=== Trecho da página ===

O pediatra tem o papel de ajudar o adolescente e sua família a escolher os esportes, levando em conta fatores como segurança, hidratação e nutrição. Essa decisão deve considerar aspectos individuais, como o tamanho e a composição corporal, as características musculares e ósseas, o nível de maturação biológica, a força e as habilidades motoras, além da maturidade emocional, social e cognitiva.
A avaliação pré-participação esportiva deve ter natureza inclusiva com o pediatra contribuindo para adaptar às recomendações de acordo com as características e limitações de cada adolescente. A Sociedade Brasileira de Medicina do Exercício e do Esporte recomenda o exame físico detalhado precedido de anamnese dirigida que permitam identificar condições de risco, em especial cardiopatias relacionadas à morte súbita. Para esporte organizado, alto rendimento e profissional, a realização do eletrocardiograma é obrigatória.

=== Linhas de dados ===

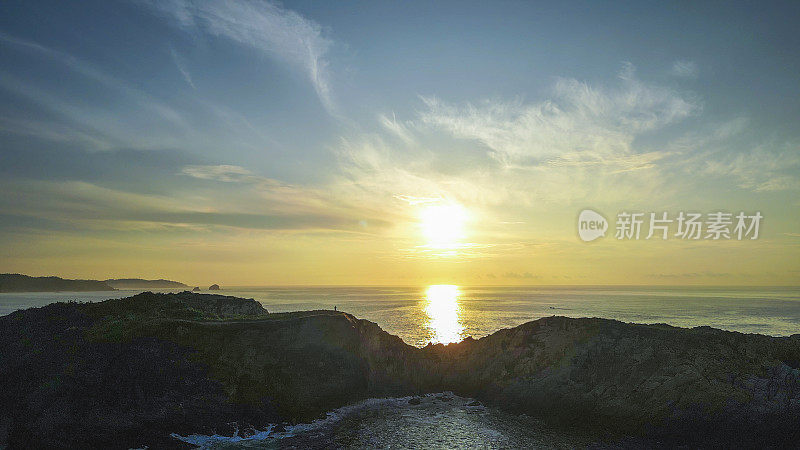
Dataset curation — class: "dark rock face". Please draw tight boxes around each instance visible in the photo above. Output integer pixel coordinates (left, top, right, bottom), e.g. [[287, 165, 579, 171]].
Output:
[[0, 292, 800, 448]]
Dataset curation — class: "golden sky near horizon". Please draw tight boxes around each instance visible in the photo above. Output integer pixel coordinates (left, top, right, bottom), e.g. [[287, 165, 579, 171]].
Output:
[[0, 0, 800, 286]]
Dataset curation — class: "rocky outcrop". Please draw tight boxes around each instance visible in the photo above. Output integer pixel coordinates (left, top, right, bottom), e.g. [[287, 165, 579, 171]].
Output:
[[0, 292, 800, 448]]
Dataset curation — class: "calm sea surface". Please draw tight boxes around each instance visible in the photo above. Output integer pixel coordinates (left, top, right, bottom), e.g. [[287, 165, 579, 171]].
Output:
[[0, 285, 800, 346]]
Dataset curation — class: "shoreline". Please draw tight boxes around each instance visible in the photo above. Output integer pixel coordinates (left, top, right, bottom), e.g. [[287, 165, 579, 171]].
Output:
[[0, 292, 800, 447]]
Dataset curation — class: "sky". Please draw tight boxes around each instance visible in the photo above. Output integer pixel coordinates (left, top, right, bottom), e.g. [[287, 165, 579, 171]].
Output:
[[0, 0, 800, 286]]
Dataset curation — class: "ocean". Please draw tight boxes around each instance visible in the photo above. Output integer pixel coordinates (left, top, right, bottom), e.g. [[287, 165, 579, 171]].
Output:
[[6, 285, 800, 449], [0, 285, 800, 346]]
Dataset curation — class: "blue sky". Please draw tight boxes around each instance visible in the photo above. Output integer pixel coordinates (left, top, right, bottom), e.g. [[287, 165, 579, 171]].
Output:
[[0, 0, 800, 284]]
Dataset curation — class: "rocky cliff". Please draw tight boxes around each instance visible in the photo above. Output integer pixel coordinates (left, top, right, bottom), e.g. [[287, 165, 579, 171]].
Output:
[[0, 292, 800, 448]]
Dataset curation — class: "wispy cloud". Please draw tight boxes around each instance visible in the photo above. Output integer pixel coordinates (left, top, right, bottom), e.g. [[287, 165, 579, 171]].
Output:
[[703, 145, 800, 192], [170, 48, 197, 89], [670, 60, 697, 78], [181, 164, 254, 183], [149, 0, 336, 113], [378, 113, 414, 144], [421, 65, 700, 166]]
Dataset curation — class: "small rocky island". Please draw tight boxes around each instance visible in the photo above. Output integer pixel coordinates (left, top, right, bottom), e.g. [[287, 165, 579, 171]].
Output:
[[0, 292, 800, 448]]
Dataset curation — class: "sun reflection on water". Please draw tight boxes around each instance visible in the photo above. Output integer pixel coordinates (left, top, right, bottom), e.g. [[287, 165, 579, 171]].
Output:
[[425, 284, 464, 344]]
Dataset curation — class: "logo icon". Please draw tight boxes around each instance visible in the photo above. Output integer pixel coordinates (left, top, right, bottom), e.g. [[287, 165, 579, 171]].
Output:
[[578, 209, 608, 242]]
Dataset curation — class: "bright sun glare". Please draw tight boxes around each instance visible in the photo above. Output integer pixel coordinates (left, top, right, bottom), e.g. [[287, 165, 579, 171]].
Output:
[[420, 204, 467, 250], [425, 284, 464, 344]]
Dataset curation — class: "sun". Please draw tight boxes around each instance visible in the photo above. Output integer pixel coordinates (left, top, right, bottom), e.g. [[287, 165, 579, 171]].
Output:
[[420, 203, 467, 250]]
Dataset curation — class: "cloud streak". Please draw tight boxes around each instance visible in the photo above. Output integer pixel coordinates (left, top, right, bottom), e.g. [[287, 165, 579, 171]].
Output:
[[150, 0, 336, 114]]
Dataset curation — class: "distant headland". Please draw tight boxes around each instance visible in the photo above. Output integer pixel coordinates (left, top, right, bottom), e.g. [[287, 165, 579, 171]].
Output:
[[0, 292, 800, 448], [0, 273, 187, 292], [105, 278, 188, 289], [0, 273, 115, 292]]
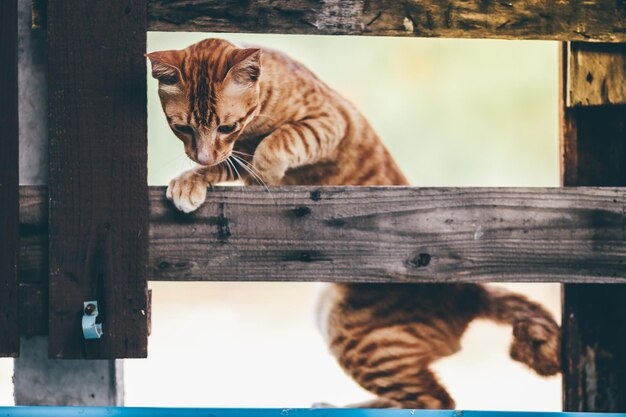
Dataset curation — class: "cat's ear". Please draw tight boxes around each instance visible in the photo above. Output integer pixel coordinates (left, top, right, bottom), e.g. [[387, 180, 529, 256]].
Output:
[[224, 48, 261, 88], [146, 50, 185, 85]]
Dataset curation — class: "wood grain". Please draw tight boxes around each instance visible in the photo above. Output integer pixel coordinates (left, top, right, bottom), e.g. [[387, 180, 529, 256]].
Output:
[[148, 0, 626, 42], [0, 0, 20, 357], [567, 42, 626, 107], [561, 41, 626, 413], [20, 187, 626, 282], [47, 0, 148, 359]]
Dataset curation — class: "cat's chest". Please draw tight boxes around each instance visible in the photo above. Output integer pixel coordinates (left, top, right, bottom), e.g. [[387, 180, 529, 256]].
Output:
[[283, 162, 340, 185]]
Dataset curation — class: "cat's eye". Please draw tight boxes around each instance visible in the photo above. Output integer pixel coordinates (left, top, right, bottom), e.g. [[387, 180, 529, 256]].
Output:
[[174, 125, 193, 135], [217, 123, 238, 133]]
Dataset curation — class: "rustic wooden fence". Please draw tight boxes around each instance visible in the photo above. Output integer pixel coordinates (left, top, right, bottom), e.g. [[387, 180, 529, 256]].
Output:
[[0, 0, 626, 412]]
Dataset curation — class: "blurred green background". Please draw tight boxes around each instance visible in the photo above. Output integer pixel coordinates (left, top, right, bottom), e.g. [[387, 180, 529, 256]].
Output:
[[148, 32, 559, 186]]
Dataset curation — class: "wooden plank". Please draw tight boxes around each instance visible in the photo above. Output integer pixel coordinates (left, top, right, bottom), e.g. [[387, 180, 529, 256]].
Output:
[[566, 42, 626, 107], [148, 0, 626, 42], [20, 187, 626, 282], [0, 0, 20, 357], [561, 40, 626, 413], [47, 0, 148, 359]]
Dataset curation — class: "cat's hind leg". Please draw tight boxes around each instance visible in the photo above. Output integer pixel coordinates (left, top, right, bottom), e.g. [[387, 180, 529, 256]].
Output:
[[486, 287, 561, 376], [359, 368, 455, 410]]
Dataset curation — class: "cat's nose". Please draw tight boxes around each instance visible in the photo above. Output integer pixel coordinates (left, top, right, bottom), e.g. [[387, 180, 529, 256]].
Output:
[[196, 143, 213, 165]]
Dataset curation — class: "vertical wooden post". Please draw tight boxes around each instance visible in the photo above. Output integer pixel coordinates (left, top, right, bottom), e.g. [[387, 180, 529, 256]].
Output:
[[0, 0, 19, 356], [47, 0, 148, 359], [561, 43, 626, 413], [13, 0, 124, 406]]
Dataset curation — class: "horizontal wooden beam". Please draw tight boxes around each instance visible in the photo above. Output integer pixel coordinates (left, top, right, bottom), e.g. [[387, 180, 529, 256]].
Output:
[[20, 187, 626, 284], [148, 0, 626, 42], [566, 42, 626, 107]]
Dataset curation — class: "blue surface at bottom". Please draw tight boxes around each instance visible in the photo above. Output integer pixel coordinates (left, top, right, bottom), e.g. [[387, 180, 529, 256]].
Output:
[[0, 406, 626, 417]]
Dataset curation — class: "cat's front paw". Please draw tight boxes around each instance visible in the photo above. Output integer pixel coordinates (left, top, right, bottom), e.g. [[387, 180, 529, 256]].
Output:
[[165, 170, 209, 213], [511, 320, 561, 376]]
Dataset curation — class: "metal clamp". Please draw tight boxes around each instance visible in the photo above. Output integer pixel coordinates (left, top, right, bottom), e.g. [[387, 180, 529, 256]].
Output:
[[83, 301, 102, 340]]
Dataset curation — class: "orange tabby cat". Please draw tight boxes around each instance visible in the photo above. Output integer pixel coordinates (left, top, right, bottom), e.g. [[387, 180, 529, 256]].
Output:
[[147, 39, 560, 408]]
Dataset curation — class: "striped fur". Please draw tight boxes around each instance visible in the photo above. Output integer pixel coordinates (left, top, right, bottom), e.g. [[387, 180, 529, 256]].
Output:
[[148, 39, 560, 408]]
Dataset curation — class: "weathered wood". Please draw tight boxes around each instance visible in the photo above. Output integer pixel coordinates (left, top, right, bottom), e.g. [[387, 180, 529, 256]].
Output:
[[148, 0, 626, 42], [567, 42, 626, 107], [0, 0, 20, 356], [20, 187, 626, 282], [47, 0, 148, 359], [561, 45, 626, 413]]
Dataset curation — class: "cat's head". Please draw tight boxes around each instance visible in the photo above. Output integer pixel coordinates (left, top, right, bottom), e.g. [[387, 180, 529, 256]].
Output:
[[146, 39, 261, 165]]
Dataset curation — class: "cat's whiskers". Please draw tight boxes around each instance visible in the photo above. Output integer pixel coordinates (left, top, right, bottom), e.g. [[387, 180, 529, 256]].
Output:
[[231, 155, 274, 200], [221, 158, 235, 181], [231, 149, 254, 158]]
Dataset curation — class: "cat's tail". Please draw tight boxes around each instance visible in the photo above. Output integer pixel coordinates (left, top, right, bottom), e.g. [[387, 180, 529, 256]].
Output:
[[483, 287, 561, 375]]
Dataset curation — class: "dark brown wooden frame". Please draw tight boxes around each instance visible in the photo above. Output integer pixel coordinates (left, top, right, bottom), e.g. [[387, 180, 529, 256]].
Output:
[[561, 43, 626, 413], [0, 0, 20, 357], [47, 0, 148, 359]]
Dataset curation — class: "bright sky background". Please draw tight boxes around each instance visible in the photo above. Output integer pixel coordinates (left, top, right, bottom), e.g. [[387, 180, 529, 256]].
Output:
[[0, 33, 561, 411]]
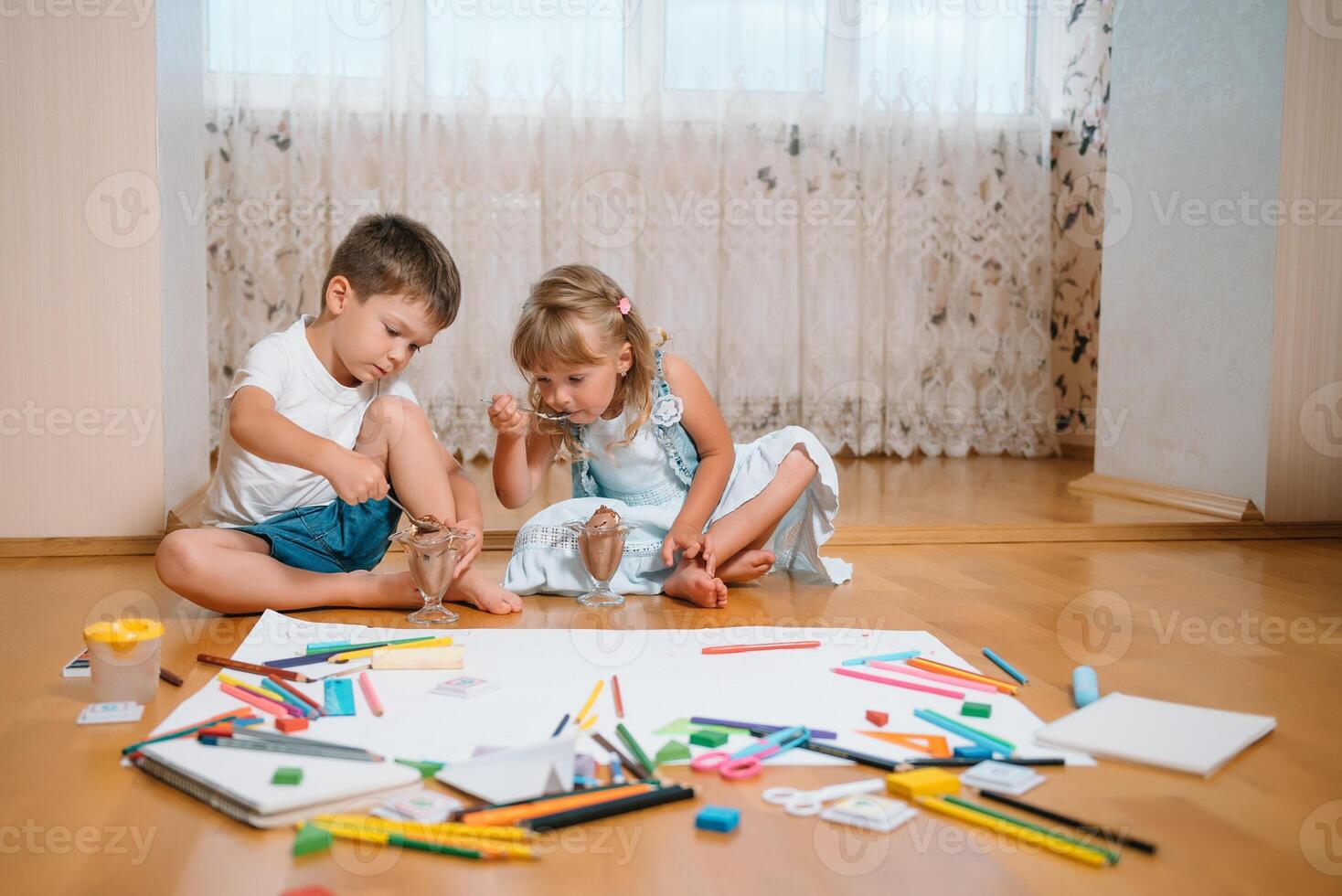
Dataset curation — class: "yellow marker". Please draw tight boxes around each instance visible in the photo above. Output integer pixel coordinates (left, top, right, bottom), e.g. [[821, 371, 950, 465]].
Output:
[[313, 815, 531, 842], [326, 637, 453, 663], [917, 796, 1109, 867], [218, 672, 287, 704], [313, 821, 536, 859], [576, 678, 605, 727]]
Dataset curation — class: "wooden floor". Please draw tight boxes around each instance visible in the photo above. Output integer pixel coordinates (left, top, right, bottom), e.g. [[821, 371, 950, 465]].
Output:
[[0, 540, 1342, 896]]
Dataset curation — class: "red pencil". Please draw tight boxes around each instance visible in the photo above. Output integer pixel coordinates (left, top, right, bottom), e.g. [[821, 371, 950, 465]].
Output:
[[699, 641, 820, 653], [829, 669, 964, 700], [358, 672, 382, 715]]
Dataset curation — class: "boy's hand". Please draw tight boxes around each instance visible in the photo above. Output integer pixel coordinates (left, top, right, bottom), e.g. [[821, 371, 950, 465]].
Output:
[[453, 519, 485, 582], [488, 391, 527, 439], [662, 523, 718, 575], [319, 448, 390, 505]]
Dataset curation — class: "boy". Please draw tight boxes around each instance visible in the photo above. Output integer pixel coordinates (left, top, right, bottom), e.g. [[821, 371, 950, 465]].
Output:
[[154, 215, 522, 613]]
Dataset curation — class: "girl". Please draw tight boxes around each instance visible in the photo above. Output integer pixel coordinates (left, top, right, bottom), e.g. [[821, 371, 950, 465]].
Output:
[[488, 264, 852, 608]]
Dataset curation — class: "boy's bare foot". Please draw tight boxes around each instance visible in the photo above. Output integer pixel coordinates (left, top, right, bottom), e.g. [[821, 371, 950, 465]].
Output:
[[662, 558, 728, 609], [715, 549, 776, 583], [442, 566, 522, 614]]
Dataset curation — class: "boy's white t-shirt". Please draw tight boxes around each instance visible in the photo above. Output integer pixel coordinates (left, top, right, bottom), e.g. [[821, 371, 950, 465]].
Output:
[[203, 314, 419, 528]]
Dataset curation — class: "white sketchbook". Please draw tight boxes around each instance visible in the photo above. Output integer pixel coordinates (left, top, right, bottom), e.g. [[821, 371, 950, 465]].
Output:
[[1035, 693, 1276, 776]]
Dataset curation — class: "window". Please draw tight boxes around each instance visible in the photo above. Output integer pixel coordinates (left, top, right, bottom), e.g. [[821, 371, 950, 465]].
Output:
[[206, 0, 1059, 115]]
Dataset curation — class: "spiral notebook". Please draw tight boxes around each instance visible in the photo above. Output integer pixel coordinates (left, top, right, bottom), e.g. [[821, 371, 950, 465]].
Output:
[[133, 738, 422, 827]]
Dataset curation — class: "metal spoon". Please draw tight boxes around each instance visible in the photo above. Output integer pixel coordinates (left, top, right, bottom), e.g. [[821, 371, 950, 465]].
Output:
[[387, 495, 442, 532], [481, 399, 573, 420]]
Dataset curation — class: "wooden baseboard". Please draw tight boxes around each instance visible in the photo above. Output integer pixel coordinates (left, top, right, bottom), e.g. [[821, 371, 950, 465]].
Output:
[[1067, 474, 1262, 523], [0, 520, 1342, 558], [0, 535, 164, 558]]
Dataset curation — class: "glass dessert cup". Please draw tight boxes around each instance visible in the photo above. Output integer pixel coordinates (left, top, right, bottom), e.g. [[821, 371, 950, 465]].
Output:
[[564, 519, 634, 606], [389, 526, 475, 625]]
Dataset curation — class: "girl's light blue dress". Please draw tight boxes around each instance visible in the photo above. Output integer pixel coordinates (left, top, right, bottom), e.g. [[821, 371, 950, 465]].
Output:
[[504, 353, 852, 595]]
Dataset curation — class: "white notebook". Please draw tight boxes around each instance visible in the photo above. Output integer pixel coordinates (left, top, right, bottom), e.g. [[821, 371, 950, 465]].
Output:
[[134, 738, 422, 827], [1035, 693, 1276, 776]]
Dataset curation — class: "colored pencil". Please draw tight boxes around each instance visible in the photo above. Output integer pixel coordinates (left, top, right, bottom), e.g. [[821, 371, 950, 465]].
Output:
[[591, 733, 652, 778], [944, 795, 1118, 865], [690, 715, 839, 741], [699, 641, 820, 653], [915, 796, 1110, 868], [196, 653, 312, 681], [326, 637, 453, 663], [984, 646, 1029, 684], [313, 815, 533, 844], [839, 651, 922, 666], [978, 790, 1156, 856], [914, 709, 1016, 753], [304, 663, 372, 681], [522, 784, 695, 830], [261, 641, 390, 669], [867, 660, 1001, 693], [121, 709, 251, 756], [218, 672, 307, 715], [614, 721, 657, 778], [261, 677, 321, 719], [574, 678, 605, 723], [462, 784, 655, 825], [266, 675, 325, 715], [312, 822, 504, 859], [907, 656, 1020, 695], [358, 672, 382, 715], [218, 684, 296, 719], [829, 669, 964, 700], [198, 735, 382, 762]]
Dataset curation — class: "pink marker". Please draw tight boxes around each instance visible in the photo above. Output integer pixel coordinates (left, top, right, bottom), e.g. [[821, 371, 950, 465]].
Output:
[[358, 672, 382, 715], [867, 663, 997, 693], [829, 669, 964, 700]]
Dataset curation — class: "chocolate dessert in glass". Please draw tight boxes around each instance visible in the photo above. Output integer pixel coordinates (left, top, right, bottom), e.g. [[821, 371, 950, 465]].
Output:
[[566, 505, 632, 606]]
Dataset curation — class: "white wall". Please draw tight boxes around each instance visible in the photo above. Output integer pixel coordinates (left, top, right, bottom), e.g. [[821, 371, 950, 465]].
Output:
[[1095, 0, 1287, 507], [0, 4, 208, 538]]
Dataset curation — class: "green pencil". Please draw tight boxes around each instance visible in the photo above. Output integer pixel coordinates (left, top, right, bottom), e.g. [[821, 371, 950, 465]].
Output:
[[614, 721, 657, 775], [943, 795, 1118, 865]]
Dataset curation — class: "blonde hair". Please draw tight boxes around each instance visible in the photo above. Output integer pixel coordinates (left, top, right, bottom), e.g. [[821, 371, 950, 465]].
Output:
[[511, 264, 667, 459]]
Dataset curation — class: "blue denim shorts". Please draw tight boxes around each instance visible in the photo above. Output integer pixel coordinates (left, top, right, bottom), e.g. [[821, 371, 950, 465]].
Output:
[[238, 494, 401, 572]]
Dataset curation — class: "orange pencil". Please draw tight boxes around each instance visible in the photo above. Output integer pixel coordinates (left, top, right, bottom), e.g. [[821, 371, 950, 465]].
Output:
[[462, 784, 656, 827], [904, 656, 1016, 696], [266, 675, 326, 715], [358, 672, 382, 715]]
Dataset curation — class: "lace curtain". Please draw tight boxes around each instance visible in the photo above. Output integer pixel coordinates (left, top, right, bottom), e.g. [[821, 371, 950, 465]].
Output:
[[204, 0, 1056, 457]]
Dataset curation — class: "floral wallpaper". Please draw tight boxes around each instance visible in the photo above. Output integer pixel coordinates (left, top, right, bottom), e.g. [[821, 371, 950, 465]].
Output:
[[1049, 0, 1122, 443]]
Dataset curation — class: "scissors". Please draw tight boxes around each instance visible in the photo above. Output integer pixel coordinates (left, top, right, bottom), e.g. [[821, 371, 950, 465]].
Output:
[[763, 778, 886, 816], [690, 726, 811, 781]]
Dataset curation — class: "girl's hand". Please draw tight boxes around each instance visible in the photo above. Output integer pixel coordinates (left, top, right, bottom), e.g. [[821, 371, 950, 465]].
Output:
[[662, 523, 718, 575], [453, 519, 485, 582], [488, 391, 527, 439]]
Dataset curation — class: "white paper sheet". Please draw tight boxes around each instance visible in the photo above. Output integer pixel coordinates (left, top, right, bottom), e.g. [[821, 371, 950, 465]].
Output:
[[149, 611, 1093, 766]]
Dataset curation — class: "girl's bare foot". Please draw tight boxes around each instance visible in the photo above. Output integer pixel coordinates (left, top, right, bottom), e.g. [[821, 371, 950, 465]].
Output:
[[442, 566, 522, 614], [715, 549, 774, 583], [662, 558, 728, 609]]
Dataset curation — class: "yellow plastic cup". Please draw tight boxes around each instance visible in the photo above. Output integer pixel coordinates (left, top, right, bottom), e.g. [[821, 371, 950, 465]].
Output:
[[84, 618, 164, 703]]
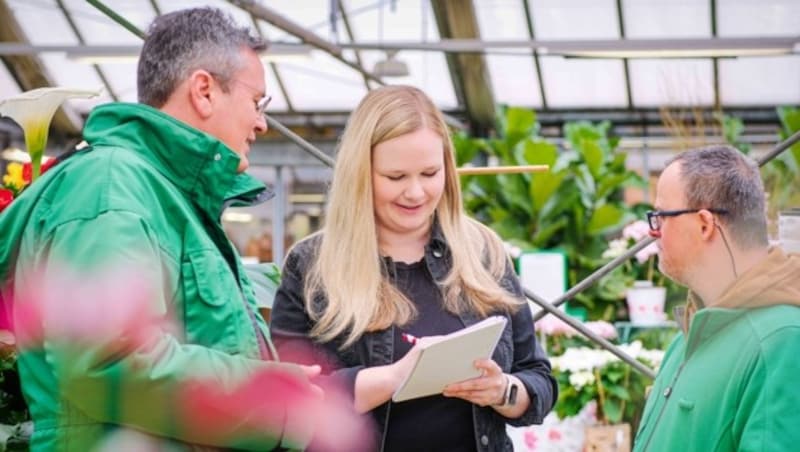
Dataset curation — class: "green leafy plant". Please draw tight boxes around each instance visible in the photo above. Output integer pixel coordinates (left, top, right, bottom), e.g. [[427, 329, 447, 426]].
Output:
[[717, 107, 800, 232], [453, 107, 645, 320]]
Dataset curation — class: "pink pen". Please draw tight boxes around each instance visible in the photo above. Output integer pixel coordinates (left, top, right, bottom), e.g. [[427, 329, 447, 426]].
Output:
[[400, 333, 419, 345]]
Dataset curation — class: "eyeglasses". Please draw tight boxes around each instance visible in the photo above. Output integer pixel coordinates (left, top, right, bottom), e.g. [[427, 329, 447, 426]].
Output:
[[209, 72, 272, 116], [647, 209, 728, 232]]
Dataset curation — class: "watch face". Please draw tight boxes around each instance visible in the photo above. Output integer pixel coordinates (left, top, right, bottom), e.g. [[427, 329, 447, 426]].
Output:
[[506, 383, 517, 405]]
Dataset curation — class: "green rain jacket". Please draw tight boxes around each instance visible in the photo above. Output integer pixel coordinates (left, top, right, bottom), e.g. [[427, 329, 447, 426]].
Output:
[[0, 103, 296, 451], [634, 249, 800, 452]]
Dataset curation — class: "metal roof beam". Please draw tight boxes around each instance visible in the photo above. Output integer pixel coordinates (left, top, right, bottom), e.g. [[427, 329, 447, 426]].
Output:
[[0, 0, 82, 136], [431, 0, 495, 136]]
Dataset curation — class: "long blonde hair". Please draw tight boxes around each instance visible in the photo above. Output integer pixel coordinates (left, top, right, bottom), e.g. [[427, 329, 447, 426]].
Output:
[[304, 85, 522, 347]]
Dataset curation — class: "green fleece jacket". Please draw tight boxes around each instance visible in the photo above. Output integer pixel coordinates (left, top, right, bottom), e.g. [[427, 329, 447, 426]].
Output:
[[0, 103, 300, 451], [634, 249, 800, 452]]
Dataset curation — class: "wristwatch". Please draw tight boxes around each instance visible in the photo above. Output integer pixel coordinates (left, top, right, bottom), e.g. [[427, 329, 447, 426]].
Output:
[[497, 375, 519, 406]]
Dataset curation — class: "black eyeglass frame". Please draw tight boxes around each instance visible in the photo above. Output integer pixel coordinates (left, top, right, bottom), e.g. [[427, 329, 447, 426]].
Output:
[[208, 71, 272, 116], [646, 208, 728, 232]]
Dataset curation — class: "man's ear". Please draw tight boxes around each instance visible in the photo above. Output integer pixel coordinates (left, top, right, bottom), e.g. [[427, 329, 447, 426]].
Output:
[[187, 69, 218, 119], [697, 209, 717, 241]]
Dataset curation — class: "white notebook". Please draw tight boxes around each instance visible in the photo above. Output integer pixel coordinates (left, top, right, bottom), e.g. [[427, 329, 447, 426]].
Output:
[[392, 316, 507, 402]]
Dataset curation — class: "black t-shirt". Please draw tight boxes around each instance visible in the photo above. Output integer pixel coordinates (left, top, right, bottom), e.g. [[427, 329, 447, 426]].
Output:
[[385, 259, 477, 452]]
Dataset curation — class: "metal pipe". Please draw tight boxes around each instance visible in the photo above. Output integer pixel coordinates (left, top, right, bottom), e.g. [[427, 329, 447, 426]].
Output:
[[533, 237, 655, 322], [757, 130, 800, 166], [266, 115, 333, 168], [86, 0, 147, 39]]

===

» **Instruções**:
(A) Segundo o trecho da página, em quais casos a realização do eletrocardiograma é obrigatória?
(B) Repita sem alterações a parte do trecho da página que se abre com as palavras "A avaliação pré-participação" e se fecha com "eletrocardiograma é obrigatória.".

» **Respostas por tarefa**:
(A) Para esporte organizado, alto rendimento e profissional.

(B)
A avaliação pré-participação esportiva deve ter natureza inclusiva com o pediatra contribuindo para adaptar às recomendações de acordo com as características e limitações de cada adolescente. A Sociedade Brasileira de Medicina do Exercício e do Esporte recomenda o exame físico detalhado precedido de anamnese dirigida que permitam identificar condições de risco, em especial cardiopatias relacionadas à morte súbita. Para esporte organizado, alto rendimento e profissional, a realização do eletrocardiograma é obrigatória.